| Exercise material |
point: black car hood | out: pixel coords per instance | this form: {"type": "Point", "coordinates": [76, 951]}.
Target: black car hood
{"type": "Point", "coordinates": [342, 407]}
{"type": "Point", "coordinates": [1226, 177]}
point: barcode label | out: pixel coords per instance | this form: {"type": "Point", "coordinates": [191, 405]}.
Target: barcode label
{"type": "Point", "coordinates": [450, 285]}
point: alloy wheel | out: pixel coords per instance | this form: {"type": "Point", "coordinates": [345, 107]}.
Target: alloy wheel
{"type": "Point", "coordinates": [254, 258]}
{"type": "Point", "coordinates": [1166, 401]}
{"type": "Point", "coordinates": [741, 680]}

| Your assignment |
In full and word for word, give the listing above again.

| Expected answer |
point: black car hood | out: pixel coords per instance | this form: {"type": "Point", "coordinates": [76, 951]}.
Target: black car hood
{"type": "Point", "coordinates": [342, 407]}
{"type": "Point", "coordinates": [1226, 177]}
point: barcode label | out: pixel coords per instance | this form: {"type": "Point", "coordinates": [191, 405]}.
Target: barcode label
{"type": "Point", "coordinates": [450, 285]}
point: alloy wheel | out: pixel coords per instance | this form: {"type": "Point", "coordinates": [345, 107]}.
Target: alloy wheel
{"type": "Point", "coordinates": [254, 258]}
{"type": "Point", "coordinates": [1166, 401]}
{"type": "Point", "coordinates": [741, 680]}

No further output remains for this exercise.